This task calls for printing every entry exactly.
** EXERCISE INPUT follows **
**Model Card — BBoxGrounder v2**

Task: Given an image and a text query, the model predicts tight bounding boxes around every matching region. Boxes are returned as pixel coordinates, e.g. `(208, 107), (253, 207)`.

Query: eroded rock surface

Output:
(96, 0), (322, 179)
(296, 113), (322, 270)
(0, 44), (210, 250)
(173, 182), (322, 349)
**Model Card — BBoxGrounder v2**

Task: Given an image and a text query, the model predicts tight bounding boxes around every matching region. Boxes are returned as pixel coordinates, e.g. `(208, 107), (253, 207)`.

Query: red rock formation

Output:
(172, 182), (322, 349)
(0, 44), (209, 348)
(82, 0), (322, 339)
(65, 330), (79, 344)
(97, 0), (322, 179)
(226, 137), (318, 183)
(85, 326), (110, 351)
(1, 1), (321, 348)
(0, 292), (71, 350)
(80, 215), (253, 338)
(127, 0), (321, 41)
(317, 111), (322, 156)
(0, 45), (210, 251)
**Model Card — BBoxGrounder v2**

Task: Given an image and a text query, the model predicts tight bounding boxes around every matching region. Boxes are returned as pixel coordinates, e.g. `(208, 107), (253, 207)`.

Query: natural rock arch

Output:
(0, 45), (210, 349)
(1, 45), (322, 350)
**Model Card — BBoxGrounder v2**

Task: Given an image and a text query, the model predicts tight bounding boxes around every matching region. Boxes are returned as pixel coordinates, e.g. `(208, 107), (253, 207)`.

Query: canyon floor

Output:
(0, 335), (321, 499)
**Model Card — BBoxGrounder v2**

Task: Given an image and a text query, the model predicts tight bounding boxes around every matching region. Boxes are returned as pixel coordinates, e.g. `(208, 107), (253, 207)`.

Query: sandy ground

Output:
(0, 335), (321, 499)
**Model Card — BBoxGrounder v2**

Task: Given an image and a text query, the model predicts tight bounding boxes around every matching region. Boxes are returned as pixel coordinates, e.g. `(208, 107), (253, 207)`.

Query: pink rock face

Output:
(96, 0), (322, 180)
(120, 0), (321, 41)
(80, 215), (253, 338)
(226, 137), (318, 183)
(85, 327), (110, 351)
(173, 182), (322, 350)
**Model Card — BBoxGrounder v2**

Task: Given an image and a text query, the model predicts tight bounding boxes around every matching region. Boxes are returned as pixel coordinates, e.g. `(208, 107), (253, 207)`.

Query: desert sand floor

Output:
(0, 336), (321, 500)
** End of EXERCISE INPUT **
PROBLEM SOLUTION:
**Model Card — BBoxGrounder v2**

Task: Given an image and a text query, the model predicts tight bounding boxes around every matching region. Boxes are returned as pixel coordinates, e.g. `(208, 107), (253, 207)`.

Query: eroded rock surface

Output:
(96, 0), (322, 179)
(296, 113), (322, 270)
(0, 44), (210, 250)
(173, 182), (322, 349)
**Model Card — BBoxGrounder v2**

Task: Given an image and a text query, the model predicts tight bounding boxes around every matching region. Boxes are returned as pixel coordinates, e.g. `(208, 107), (253, 207)`.

Query: red rock formation

Output:
(172, 182), (322, 349)
(0, 44), (209, 348)
(82, 0), (322, 339)
(65, 330), (79, 344)
(97, 0), (322, 179)
(226, 137), (318, 183)
(85, 326), (110, 351)
(1, 1), (321, 348)
(0, 292), (71, 350)
(80, 215), (253, 338)
(127, 0), (321, 41)
(317, 111), (322, 156)
(0, 45), (210, 251)
**Model Card — BBoxGrounder v2**

Task: Given an image and a text query, the model predicts tight bounding boxes around every matching region. Boxes are returned as pixel coordinates, e.g. `(208, 107), (253, 207)`.

Query: natural rock arch

Output:
(0, 45), (210, 349)
(1, 45), (322, 350)
**Model Card — BBoxGrounder v2**

Task: Given an image and a text query, the model predicts tight bounding boxes around every matching region. Boxes are returned as pixel coordinates, e.g. `(208, 107), (253, 207)`.

Query: canyon floor

Output:
(0, 335), (321, 499)
**Model Card — BBoxGrounder v2**

Task: Given an image and a text query, the model predicts tight bounding boxes around every matching region. Boxes are returned as pixel coordinates, e.g. `(208, 107), (253, 207)`.

Query: sandy ground

Output:
(0, 335), (321, 499)
**Model Card — BBoxGrounder v2**

Task: Given an image and a text query, the model predicts tight bounding boxes around every matching region. Boxes are returned as pixel coordinates, e.g. `(208, 107), (253, 207)`.

Query: pink rock face

Output:
(96, 0), (322, 180)
(120, 0), (321, 41)
(80, 215), (253, 338)
(226, 137), (318, 183)
(85, 327), (110, 351)
(173, 182), (322, 350)
**Model Card — BBoxGrounder v2**

Task: Given an image and a text query, the model predicts tight bounding boxes around every matching region. Boxes are returned as pixel coordinates, e.g. `(208, 107), (253, 207)`.

Query: desert sand floor

Output:
(0, 336), (321, 500)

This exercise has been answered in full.